## EXERCISE DETAILS
Can you rewrite the listing from its start through the line containing "124 106 L 125", changing every "bird's head" to "bird's beak" and keeping everything else as it is? Leave the pictures out of your answer.

## Image boundary labeling listing
• • •

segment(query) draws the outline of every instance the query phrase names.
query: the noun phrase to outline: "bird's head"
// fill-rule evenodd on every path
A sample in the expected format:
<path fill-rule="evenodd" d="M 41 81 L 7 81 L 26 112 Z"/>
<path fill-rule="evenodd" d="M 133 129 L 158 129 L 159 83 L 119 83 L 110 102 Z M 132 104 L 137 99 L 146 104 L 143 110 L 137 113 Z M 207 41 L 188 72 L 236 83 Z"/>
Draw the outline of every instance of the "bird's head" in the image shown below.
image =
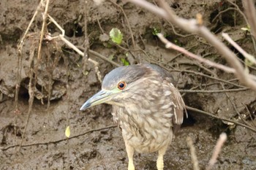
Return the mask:
<path fill-rule="evenodd" d="M 124 106 L 125 101 L 136 91 L 146 88 L 148 85 L 145 81 L 151 74 L 151 70 L 143 65 L 115 69 L 105 77 L 102 90 L 84 103 L 80 110 L 102 103 Z"/>

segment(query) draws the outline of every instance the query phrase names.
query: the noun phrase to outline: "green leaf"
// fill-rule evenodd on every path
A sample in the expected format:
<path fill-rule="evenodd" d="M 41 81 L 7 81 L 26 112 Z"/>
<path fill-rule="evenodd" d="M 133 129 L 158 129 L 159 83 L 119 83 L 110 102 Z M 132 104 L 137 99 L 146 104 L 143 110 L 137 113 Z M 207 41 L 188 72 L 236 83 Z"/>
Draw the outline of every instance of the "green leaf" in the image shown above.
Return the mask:
<path fill-rule="evenodd" d="M 112 28 L 109 33 L 109 35 L 111 38 L 112 42 L 121 45 L 123 40 L 123 34 L 121 34 L 121 31 L 116 28 Z"/>
<path fill-rule="evenodd" d="M 68 138 L 70 136 L 70 127 L 69 127 L 69 125 L 68 125 L 66 128 L 65 135 Z"/>
<path fill-rule="evenodd" d="M 121 58 L 121 61 L 123 63 L 124 66 L 129 66 L 129 63 L 125 58 Z"/>
<path fill-rule="evenodd" d="M 241 29 L 243 31 L 249 31 L 248 28 L 244 28 L 244 27 L 241 28 Z"/>

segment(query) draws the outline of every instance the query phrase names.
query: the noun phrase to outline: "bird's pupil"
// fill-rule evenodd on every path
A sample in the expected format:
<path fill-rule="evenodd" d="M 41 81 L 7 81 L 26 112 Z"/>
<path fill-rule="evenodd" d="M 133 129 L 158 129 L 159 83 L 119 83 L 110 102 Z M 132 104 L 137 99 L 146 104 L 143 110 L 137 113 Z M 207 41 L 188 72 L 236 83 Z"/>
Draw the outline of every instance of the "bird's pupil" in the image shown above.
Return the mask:
<path fill-rule="evenodd" d="M 123 82 L 121 82 L 119 84 L 119 88 L 124 88 L 124 84 Z"/>

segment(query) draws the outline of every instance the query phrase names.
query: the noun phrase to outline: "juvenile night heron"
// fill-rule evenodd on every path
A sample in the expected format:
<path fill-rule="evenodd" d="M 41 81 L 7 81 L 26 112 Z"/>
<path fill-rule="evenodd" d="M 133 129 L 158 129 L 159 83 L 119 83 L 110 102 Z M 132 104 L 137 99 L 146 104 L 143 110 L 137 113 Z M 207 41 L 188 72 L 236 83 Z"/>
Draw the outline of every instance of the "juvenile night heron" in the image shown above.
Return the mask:
<path fill-rule="evenodd" d="M 102 90 L 80 108 L 106 103 L 113 106 L 114 121 L 122 130 L 129 170 L 134 170 L 133 153 L 158 151 L 157 166 L 164 168 L 163 156 L 173 131 L 183 122 L 185 104 L 165 70 L 152 64 L 131 65 L 113 69 Z"/>

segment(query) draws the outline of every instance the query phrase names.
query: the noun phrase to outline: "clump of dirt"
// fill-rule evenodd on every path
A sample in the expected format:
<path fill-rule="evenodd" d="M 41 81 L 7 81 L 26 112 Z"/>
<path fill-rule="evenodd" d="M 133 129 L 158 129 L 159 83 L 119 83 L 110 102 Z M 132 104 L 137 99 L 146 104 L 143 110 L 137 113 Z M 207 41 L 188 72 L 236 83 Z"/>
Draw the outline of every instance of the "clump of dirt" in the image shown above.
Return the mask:
<path fill-rule="evenodd" d="M 179 17 L 191 18 L 197 13 L 202 14 L 204 25 L 217 36 L 220 37 L 222 31 L 227 32 L 246 51 L 255 55 L 251 37 L 241 29 L 246 26 L 243 16 L 237 9 L 221 12 L 234 7 L 230 3 L 217 0 L 207 3 L 167 1 Z M 187 34 L 130 3 L 121 1 L 105 1 L 101 5 L 96 5 L 92 1 L 80 3 L 56 0 L 49 5 L 49 15 L 64 28 L 66 38 L 73 45 L 84 49 L 82 47 L 86 44 L 84 39 L 86 36 L 91 50 L 120 65 L 124 61 L 129 63 L 159 65 L 173 73 L 179 89 L 191 90 L 181 90 L 187 106 L 241 123 L 245 121 L 247 125 L 256 123 L 255 91 L 241 85 L 233 74 L 165 49 L 155 33 L 162 32 L 169 41 L 225 64 L 204 39 Z M 241 2 L 236 3 L 242 9 Z M 41 15 L 35 18 L 21 54 L 17 45 L 38 4 L 30 1 L 17 3 L 13 0 L 2 1 L 0 4 L 0 169 L 126 169 L 125 147 L 121 131 L 113 125 L 111 107 L 102 104 L 84 112 L 79 111 L 81 104 L 100 89 L 95 65 L 85 61 L 83 57 L 61 40 L 45 39 L 42 60 L 35 71 L 42 23 Z M 43 12 L 42 9 L 39 10 L 40 12 Z M 53 23 L 47 22 L 47 34 L 52 36 L 61 34 Z M 102 35 L 108 34 L 113 28 L 119 28 L 124 34 L 124 43 L 121 45 L 102 41 Z M 228 47 L 238 53 L 233 47 Z M 102 76 L 114 68 L 111 63 L 89 54 L 90 58 L 99 63 Z M 244 62 L 241 55 L 238 53 L 238 57 Z M 20 70 L 18 66 L 21 66 Z M 249 69 L 252 74 L 255 73 L 253 66 Z M 35 99 L 29 115 L 29 82 L 31 74 L 34 72 L 37 72 L 34 85 Z M 17 85 L 20 85 L 20 90 L 18 109 L 15 110 Z M 229 91 L 217 92 L 227 89 Z M 203 90 L 209 91 L 200 91 Z M 228 139 L 214 169 L 256 169 L 255 132 L 228 121 L 188 111 L 189 118 L 165 157 L 166 169 L 192 169 L 190 152 L 186 143 L 187 136 L 194 142 L 200 167 L 206 166 L 222 132 L 227 134 Z M 244 117 L 242 120 L 241 117 Z M 26 125 L 23 146 L 19 148 Z M 67 126 L 71 128 L 69 139 L 64 134 Z M 156 153 L 136 154 L 135 166 L 138 169 L 156 169 Z"/>

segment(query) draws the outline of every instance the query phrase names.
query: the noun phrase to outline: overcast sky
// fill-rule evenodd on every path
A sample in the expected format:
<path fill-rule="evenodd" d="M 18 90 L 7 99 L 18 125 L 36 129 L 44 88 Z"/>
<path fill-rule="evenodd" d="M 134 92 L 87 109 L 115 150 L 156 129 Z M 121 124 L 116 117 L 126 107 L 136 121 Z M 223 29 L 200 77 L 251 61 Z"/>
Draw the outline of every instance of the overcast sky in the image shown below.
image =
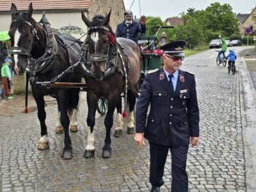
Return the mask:
<path fill-rule="evenodd" d="M 125 10 L 132 5 L 133 0 L 124 0 Z M 256 6 L 255 0 L 134 0 L 131 8 L 134 15 L 141 15 L 160 17 L 164 20 L 168 17 L 179 17 L 183 12 L 186 12 L 189 8 L 196 10 L 205 10 L 211 3 L 219 2 L 221 4 L 229 4 L 236 13 L 250 13 Z"/>

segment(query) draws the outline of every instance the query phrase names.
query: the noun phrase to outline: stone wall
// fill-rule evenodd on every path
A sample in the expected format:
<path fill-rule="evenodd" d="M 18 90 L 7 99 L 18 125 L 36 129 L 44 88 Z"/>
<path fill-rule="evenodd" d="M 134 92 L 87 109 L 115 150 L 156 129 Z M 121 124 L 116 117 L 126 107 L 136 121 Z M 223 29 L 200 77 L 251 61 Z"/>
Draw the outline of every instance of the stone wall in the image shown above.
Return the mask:
<path fill-rule="evenodd" d="M 114 32 L 116 26 L 124 20 L 124 13 L 125 12 L 123 0 L 91 0 L 88 9 L 88 19 L 92 19 L 96 15 L 106 16 L 110 10 L 110 26 Z"/>

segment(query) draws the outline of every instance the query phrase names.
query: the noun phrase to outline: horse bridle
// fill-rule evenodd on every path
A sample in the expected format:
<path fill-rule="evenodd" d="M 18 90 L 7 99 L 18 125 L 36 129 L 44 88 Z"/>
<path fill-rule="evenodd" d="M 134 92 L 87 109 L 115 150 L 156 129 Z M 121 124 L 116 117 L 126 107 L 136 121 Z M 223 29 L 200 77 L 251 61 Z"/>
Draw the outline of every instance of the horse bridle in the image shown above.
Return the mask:
<path fill-rule="evenodd" d="M 89 32 L 90 30 L 99 29 L 107 31 L 109 33 L 109 35 L 110 32 L 109 29 L 107 27 L 103 26 L 90 27 L 88 32 Z M 111 42 L 111 38 L 109 38 L 109 41 L 110 44 L 108 47 L 107 50 L 108 54 L 99 53 L 90 54 L 89 51 L 88 50 L 88 44 L 85 44 L 82 47 L 82 52 L 84 52 L 86 60 L 88 61 L 86 62 L 84 62 L 84 63 L 82 63 L 82 67 L 84 69 L 84 71 L 88 76 L 94 77 L 94 74 L 92 72 L 92 68 L 93 67 L 92 63 L 93 62 L 105 61 L 105 65 L 106 65 L 106 67 L 103 77 L 104 79 L 109 77 L 118 67 L 116 63 L 117 52 L 114 51 L 113 50 L 114 46 L 113 45 L 113 42 Z"/>
<path fill-rule="evenodd" d="M 13 22 L 16 22 L 16 19 L 13 20 L 12 21 L 11 25 Z M 33 36 L 36 37 L 36 38 L 38 40 L 39 40 L 38 36 L 37 35 L 36 29 L 34 27 L 34 26 L 31 23 L 30 23 L 29 22 L 28 22 L 27 20 L 25 20 L 25 22 L 32 28 L 32 33 L 33 33 Z M 28 45 L 28 47 L 27 49 L 20 47 L 12 47 L 10 49 L 11 54 L 22 54 L 22 55 L 26 55 L 29 58 L 31 57 L 31 51 L 32 50 L 33 39 L 33 37 L 31 37 L 30 38 L 29 44 Z"/>

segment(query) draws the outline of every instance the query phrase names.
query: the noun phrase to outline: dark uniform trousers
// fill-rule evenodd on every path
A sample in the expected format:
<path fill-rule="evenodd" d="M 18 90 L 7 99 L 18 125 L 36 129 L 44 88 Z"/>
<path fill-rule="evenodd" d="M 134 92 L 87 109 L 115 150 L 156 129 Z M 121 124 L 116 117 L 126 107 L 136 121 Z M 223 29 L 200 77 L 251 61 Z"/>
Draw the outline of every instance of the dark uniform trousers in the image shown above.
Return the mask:
<path fill-rule="evenodd" d="M 172 192 L 187 192 L 188 177 L 186 172 L 189 146 L 171 147 L 149 142 L 150 152 L 150 175 L 152 186 L 161 187 L 163 184 L 164 164 L 169 148 L 172 155 Z"/>

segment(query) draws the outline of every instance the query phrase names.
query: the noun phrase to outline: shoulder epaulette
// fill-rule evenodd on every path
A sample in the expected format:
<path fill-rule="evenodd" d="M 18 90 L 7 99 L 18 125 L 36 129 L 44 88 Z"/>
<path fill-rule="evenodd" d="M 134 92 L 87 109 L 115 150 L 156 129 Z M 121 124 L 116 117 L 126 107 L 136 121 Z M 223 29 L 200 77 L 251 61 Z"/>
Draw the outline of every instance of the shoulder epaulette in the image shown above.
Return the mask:
<path fill-rule="evenodd" d="M 157 70 L 159 70 L 159 68 L 156 68 L 156 69 L 153 69 L 153 70 L 150 70 L 149 71 L 148 71 L 148 74 L 153 74 L 154 72 L 156 72 Z"/>
<path fill-rule="evenodd" d="M 191 76 L 195 76 L 195 74 L 193 74 L 193 73 L 189 72 L 188 72 L 188 71 L 186 71 L 186 70 L 184 70 L 184 72 L 186 72 L 187 74 L 190 74 L 190 75 L 191 75 Z"/>

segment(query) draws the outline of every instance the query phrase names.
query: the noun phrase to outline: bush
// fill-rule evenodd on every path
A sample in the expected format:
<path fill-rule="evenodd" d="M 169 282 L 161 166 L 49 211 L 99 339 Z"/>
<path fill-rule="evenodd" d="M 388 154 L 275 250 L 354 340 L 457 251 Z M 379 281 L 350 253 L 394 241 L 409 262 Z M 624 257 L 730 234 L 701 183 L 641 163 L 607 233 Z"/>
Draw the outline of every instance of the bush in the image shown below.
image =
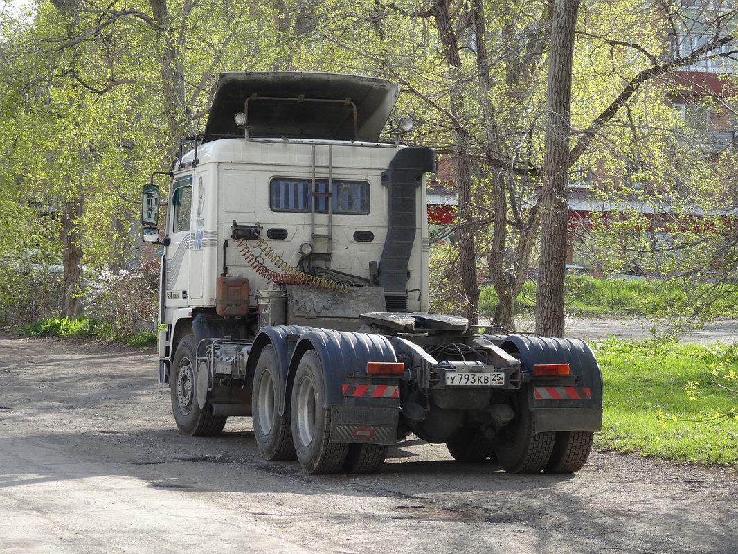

• • •

## FINAL RESULT
segment(query) draws the outline of every instance the query phrase names.
query: the noun phrase to outline: "bird's beak"
// fill-rule evenodd on every path
A sample in the expected format:
<path fill-rule="evenodd" d="M 41 81 L 7 81 L 26 112 Z"/>
<path fill-rule="evenodd" d="M 133 129 L 158 129 L 159 83 L 119 83 L 110 102 Z M 132 104 L 137 99 L 146 104 L 143 110 L 137 113 Z M 207 41 L 188 72 L 236 83 Z"/>
Draw the outline of every instance of the "bird's beak" in the image shown below.
image =
Return the mask:
<path fill-rule="evenodd" d="M 124 106 L 125 101 L 136 91 L 146 88 L 148 85 L 145 81 L 151 74 L 151 70 L 143 65 L 115 69 L 105 77 L 102 90 L 84 103 L 80 110 L 102 103 Z"/>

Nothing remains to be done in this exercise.